─── Ausgewählter Text

Wie würden Sie jemandem, der noch nie Monteverdi gehört hat, die Besonderheiten seiner Opernmusik beschreiben?

GN Die Deklamation ist äußerst wichtig. Es handelt sich gewissermaßen um ein aus dem Sprechen geborenes Singen mit viel Improvisationsspielraum. Ganz besonders in den Rezitativen, die vom intensiven Aufeinander-Reagieren zwischen dem Sänger und der Basso-Continuo-Gruppe, also den begleitenden Instrumentalisten, leben. Man darf bei diesen Rezitativen nicht an jene von Händel oder Mozart denken, sondern eher an einen Schauspieler, der einen Monolog von Shakespeare spricht. Aber auch in den Arien ermöglicht das tempo rubato sehr viel gestalterische Freiheiten. Man muss sich außerdem darüber im Klaren sein, dass es – anders als etwa in der Klassik oder Romantik – bei Monteverdi nichts hundertprozentig Fixes gibt. Weder hinsichtlich des Instrumentariums, noch der konkreten Ausgestaltung der Gesangsstimmen. Vieles wird zum Beispiel von der Art und der Größe des Aufführungsraumes bestimmt. Ich werde in der großen Wiener Staatsoper bestimmte Dinge, die im kleinen Uraufführungstheater möglich waren, nicht machen, weil sie akustisch untergehen würden, dafür aber anderes, stilistisch Zulässiges einsetzen.
 

Wie werden in dieser Musik Emotionen – etwa jene von Ulisse – vermittelt?

GN Zum Beispiel durch auskomponierte Accelerandi, Ritenuti, ausgewiesene Fermaten und – ganz wichtig – durch Pausen. Die vielen Pausen beim ersten Auftritt Ulisses sollen etwa sein Zögern, seine sich langsam entwickelnden Gedankengänge vergegenwärtigen. Wenn in einem Vierertakt auf die ersten drei Schläge eine Pause steht und erst auf den Auftakt zum nächsten Takt eine zu singende Note, heißt das: Ulisse überlegt, und aus diesem Nachdenken – den Pausen eben – entsteht die nächste Phrase. Diese Pausen sind also nicht einfach Stille, sondern gehören zum dem, was danach kommt, dazu, sie müssen vom Sänger in die Gestaltung einbezogen werden.
 

Worin besteht der Unterschied zwischen Ulisse und L’Orfeo?

──────
─── Datensätze

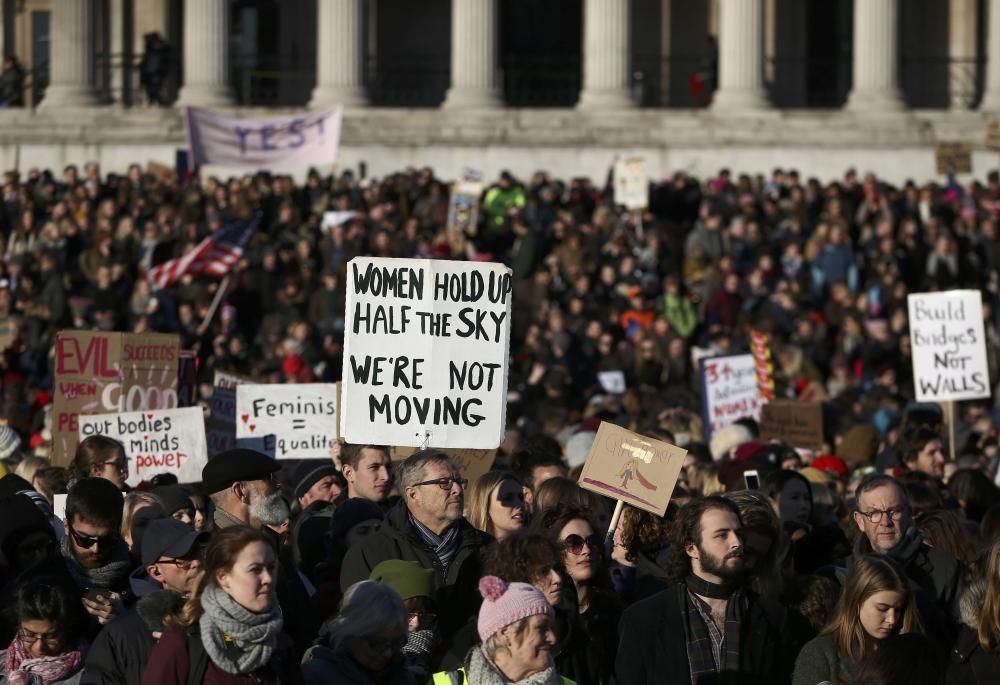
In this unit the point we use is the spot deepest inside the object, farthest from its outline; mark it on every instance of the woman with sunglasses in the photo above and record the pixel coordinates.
(364, 643)
(49, 647)
(496, 504)
(587, 594)
(230, 631)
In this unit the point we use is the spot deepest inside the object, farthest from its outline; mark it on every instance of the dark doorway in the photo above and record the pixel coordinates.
(828, 52)
(540, 47)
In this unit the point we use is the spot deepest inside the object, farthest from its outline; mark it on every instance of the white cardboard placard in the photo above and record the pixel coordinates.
(425, 353)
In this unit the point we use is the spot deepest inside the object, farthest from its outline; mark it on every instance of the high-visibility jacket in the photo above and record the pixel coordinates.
(459, 678)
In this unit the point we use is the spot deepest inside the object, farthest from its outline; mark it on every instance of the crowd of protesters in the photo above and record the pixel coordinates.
(873, 560)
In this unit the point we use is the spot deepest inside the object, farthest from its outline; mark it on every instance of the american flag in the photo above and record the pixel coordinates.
(214, 255)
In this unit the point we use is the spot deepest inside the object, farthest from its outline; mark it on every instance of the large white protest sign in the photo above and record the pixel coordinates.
(425, 353)
(729, 390)
(948, 346)
(631, 183)
(160, 441)
(277, 142)
(302, 418)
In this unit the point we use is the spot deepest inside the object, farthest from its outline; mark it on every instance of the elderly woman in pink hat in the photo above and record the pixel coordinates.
(515, 625)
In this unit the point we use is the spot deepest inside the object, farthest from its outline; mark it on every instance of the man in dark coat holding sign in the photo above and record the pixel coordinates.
(427, 526)
(708, 628)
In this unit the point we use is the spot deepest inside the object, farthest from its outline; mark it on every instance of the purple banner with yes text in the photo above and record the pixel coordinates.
(287, 142)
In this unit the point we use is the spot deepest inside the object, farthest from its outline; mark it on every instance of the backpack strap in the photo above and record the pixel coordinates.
(197, 656)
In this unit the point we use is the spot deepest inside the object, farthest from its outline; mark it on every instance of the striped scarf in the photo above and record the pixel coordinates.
(444, 546)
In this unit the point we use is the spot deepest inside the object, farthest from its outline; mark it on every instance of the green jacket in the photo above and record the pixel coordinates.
(680, 314)
(498, 201)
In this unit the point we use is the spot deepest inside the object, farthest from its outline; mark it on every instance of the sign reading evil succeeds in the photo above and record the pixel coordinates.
(948, 346)
(302, 418)
(99, 373)
(729, 390)
(425, 353)
(797, 424)
(168, 440)
(637, 470)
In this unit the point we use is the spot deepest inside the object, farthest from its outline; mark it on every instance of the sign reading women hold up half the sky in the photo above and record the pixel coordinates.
(302, 418)
(160, 441)
(425, 353)
(729, 390)
(948, 345)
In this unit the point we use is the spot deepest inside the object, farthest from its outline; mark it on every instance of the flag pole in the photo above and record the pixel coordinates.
(215, 305)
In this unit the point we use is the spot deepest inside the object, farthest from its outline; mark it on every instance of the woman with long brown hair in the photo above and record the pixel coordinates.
(231, 626)
(975, 659)
(876, 602)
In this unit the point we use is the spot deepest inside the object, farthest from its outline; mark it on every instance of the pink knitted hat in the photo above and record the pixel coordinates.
(505, 603)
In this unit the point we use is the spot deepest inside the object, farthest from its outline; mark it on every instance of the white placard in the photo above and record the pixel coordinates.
(425, 353)
(729, 390)
(301, 417)
(631, 183)
(160, 441)
(948, 346)
(612, 381)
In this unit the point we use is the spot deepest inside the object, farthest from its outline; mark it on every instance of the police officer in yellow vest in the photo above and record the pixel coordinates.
(515, 625)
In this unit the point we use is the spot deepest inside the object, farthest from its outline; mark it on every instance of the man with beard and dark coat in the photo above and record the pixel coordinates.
(94, 553)
(427, 526)
(708, 628)
(242, 486)
(171, 564)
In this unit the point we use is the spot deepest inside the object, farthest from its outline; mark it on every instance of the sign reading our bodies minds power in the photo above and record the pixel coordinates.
(948, 346)
(425, 353)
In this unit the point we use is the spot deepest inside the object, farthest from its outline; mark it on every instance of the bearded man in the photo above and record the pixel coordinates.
(244, 491)
(729, 634)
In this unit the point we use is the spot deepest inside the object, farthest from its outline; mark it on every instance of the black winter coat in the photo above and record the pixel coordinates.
(457, 587)
(970, 664)
(652, 646)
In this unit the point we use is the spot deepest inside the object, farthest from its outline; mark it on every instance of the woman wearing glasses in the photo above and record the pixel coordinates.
(230, 630)
(876, 602)
(588, 594)
(49, 647)
(364, 643)
(496, 504)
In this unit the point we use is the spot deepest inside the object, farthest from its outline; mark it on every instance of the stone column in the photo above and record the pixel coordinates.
(991, 92)
(605, 55)
(741, 56)
(71, 76)
(475, 76)
(339, 56)
(206, 55)
(876, 57)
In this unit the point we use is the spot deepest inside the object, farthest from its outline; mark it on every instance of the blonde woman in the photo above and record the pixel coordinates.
(496, 504)
(876, 602)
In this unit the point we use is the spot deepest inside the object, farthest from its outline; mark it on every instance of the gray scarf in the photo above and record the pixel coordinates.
(111, 575)
(481, 671)
(237, 640)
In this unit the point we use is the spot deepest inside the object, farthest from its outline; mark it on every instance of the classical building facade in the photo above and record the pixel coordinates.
(520, 84)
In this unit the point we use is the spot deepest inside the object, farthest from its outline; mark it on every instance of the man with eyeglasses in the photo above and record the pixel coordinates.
(96, 557)
(885, 520)
(427, 526)
(171, 564)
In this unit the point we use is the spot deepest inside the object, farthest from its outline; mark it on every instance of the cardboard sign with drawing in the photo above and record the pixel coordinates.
(632, 468)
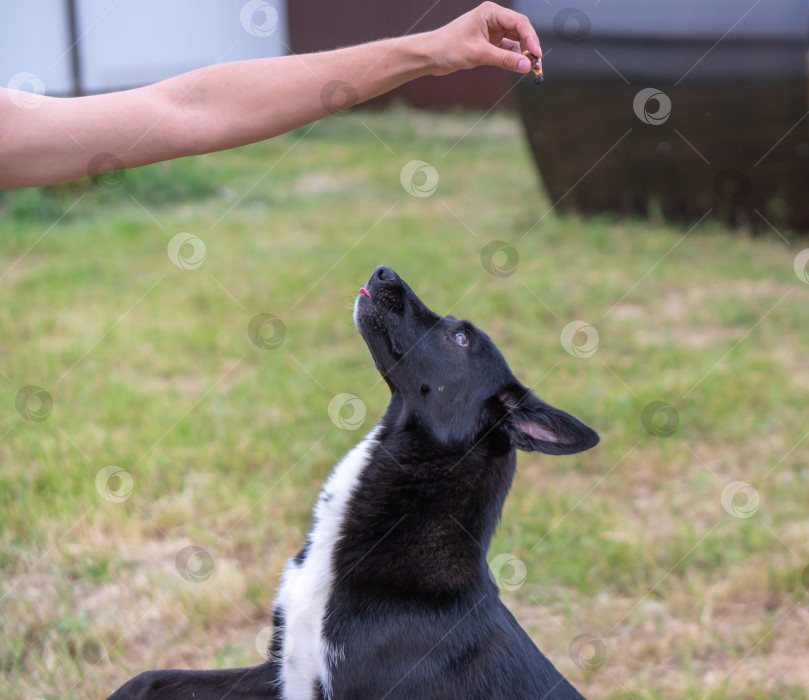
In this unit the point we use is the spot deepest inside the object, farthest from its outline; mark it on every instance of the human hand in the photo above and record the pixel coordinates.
(489, 35)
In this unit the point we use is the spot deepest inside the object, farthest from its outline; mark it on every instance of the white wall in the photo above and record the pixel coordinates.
(133, 42)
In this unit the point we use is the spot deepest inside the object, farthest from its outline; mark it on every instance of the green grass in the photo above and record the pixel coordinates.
(150, 367)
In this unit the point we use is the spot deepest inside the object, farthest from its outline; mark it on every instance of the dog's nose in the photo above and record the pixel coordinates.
(384, 274)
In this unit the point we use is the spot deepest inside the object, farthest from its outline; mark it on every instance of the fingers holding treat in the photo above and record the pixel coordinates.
(536, 65)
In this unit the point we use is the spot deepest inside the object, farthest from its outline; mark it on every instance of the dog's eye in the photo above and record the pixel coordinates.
(460, 338)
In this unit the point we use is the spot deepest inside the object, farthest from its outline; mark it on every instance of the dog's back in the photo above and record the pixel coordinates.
(391, 597)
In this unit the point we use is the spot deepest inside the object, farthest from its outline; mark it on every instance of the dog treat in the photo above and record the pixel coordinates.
(536, 65)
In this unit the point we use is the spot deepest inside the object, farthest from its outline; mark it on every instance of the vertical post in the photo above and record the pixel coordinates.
(73, 38)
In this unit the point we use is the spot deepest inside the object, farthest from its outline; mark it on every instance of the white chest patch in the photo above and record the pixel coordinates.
(305, 587)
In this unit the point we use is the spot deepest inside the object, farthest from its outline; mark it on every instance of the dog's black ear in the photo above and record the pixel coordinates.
(536, 426)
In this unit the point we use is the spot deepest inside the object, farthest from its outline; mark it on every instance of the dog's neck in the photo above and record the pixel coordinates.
(422, 515)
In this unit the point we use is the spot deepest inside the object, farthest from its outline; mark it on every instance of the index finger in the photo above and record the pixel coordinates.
(518, 27)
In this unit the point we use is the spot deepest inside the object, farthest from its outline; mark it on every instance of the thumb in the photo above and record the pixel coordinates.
(503, 58)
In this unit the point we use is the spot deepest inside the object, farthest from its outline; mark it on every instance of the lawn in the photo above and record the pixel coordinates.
(169, 413)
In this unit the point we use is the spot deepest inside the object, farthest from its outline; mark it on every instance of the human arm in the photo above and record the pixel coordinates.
(227, 105)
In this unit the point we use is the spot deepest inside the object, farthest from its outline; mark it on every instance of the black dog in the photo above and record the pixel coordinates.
(391, 597)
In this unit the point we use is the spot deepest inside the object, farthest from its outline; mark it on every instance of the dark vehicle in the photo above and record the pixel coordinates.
(690, 107)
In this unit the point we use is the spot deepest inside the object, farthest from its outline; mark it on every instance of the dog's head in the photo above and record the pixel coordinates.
(448, 377)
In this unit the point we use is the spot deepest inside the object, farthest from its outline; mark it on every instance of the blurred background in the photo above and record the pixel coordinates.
(179, 370)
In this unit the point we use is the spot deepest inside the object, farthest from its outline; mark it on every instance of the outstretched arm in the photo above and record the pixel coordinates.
(223, 106)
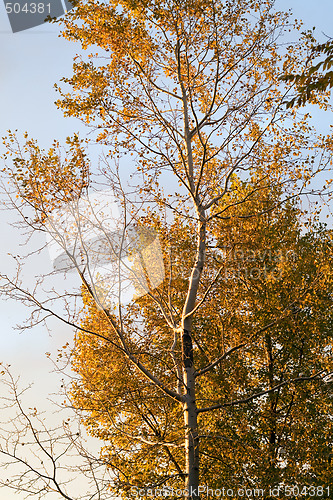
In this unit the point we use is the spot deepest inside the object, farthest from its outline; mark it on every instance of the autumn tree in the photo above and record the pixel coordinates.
(315, 79)
(191, 92)
(271, 311)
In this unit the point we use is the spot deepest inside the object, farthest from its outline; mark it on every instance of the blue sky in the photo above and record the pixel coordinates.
(30, 63)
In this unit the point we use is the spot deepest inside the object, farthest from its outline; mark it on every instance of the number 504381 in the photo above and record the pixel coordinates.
(28, 8)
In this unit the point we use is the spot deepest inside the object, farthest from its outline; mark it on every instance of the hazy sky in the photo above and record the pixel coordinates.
(30, 63)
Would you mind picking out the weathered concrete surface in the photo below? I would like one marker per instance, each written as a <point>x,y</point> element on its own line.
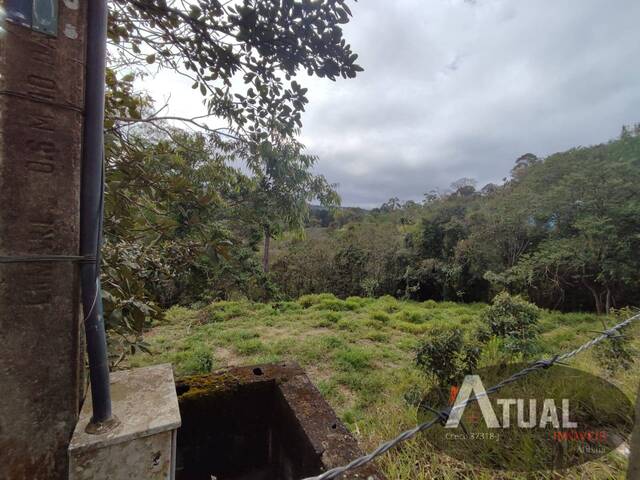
<point>41,101</point>
<point>140,447</point>
<point>634,461</point>
<point>261,422</point>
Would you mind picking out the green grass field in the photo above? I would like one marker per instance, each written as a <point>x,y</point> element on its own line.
<point>360,354</point>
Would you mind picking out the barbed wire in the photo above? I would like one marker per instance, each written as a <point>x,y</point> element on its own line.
<point>444,414</point>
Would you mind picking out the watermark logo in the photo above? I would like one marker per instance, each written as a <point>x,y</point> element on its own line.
<point>551,420</point>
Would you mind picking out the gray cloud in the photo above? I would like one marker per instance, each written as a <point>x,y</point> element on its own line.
<point>460,89</point>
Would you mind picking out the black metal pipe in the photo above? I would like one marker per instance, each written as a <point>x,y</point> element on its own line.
<point>91,201</point>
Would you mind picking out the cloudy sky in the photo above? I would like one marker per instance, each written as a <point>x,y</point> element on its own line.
<point>457,88</point>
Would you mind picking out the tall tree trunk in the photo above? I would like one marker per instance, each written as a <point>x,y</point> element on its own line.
<point>596,297</point>
<point>265,253</point>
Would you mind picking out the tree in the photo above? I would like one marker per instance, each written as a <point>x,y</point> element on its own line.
<point>285,187</point>
<point>262,43</point>
<point>180,223</point>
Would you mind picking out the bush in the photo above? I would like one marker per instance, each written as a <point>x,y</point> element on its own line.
<point>444,354</point>
<point>515,320</point>
<point>430,304</point>
<point>307,301</point>
<point>380,316</point>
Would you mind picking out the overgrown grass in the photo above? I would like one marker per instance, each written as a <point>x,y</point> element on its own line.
<point>360,353</point>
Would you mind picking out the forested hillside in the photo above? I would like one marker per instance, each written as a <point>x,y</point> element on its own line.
<point>564,231</point>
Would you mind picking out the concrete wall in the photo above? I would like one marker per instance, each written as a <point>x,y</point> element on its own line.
<point>41,101</point>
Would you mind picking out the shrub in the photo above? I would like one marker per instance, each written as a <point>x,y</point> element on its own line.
<point>515,320</point>
<point>335,305</point>
<point>430,304</point>
<point>332,317</point>
<point>381,316</point>
<point>444,354</point>
<point>307,301</point>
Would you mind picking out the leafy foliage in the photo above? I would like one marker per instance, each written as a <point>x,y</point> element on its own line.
<point>515,320</point>
<point>182,222</point>
<point>263,43</point>
<point>444,353</point>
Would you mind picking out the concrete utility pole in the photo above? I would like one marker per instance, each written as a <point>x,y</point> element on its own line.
<point>42,71</point>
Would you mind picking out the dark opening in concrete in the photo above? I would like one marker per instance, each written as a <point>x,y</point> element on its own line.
<point>264,422</point>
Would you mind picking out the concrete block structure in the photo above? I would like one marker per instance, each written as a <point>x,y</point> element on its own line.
<point>143,444</point>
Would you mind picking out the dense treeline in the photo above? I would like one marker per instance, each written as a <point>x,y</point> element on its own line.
<point>564,231</point>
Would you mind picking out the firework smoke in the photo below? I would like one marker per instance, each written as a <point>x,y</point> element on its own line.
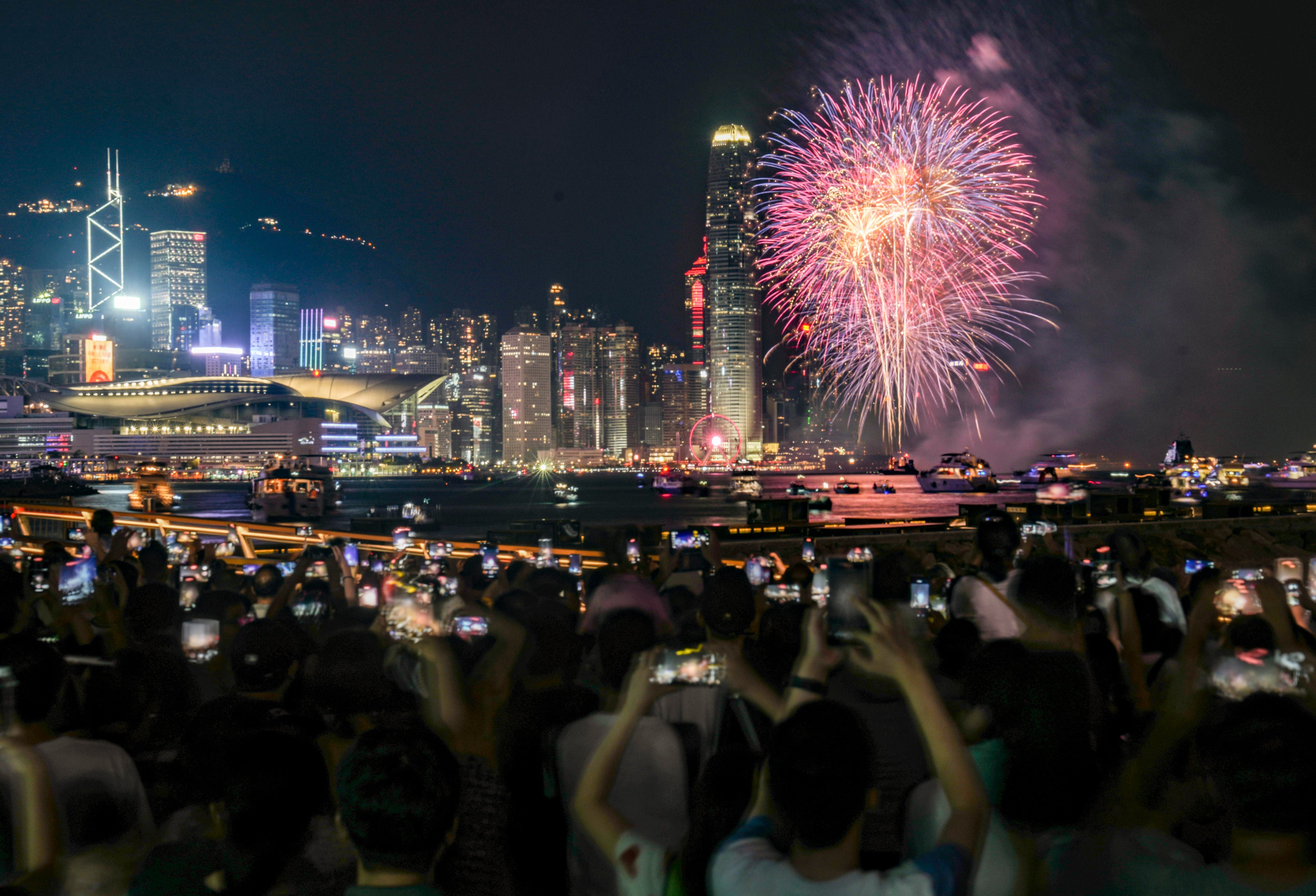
<point>895,217</point>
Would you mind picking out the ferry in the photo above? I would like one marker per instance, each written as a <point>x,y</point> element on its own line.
<point>153,491</point>
<point>901,465</point>
<point>1297,473</point>
<point>1056,467</point>
<point>960,473</point>
<point>744,486</point>
<point>306,491</point>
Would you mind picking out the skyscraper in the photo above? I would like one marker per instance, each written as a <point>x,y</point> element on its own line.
<point>311,347</point>
<point>685,401</point>
<point>735,327</point>
<point>527,394</point>
<point>413,331</point>
<point>276,329</point>
<point>11,306</point>
<point>580,401</point>
<point>620,390</point>
<point>697,307</point>
<point>178,278</point>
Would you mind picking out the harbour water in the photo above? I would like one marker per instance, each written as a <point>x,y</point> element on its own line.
<point>470,510</point>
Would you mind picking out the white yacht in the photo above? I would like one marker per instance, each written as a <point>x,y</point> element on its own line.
<point>960,473</point>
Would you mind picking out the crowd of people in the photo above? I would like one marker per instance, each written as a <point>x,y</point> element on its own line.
<point>873,723</point>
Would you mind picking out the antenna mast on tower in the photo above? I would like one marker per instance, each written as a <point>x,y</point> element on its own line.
<point>95,265</point>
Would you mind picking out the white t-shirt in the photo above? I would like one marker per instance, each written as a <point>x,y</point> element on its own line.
<point>641,866</point>
<point>974,600</point>
<point>99,794</point>
<point>747,864</point>
<point>649,793</point>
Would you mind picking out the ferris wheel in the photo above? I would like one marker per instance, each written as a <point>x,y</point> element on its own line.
<point>715,440</point>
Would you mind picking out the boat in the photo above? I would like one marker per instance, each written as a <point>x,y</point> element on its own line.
<point>152,490</point>
<point>666,483</point>
<point>1057,466</point>
<point>744,486</point>
<point>960,473</point>
<point>1297,472</point>
<point>901,465</point>
<point>45,481</point>
<point>691,486</point>
<point>305,491</point>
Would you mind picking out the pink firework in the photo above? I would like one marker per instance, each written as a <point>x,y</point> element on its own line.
<point>895,217</point>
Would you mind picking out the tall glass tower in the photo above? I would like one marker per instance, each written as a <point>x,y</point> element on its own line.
<point>276,329</point>
<point>178,278</point>
<point>735,327</point>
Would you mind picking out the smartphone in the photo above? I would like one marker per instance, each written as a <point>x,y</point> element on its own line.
<point>920,594</point>
<point>688,539</point>
<point>489,562</point>
<point>759,570</point>
<point>1289,569</point>
<point>470,627</point>
<point>39,574</point>
<point>689,666</point>
<point>847,583</point>
<point>1238,598</point>
<point>784,592</point>
<point>77,582</point>
<point>200,640</point>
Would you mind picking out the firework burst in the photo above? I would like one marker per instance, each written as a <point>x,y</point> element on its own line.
<point>895,217</point>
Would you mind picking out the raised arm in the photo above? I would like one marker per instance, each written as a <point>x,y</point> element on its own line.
<point>815,664</point>
<point>600,821</point>
<point>887,651</point>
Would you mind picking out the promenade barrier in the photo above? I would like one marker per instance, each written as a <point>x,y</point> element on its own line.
<point>35,524</point>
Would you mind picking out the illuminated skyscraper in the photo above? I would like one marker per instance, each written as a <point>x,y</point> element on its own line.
<point>178,278</point>
<point>311,347</point>
<point>620,390</point>
<point>11,306</point>
<point>697,307</point>
<point>413,331</point>
<point>735,327</point>
<point>580,399</point>
<point>527,394</point>
<point>276,329</point>
<point>685,401</point>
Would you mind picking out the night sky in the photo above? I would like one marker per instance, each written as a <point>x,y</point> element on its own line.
<point>493,149</point>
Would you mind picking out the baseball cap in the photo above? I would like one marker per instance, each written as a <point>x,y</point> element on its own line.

──────

* Arbeitsaufträge:
a – Beantworten Sie anhand des Interviews über Monteverdis Opernmusik diese Fragen.
(i) An wen soll man bei Monteverdis Rezitativen eher denken als an jene von Händel oder Mozart?
(ii) Wodurch wird laut dem Interview vieles bestimmt, weil bei Monteverdi nichts hundertprozentig fix ist?
(iii) Was sollen die vielen Pausen beim ersten Auftritt Ulisses vergegenwärtigen?
b – Führen Sie das Interview über Monteverdis Opernmusik im Anschluss an seine letzte Frage weiter.
Das Material spielt hierbei keine Rolle.

* Lösungen:
a –
(i) An einen Schauspieler, der einen Monolog von Shakespeare spricht.
(ii) Durch die Art und die Größe des Aufführungsraumes.
(iii) Sein Zögern und seine sich langsam entwickelnden Gedankengänge.

b –
GN Zwischen den beiden Werken liegen mehr als 30 Jahre. 30 Jahre Erfahrung eines Komponistengenies. Im früheren Orfeo hat man das Gefühl, dass Monteverdi möglichst viel und Unterschiedliches in die Komposition hineinpacken wollte. Beim Ulisse ging es ihm nicht mehr darum, alles ihm Mögliche präsentieren zu wollen. Ulisse ist radikaler, filigraner und den heutigen Hörgewohnheiten weniger schmeichelnd. Und das, obwohl der Orfeo einem fürstlichen Gönner gewidmet war, einer kleinen Hörerschaft von Kennern, Ulisse hingegen einem allgemeinen Theaterpublikum.
 

Kommen wir nun zur Titelfigur Ulisse selbst. Was ist das für ein Mensch?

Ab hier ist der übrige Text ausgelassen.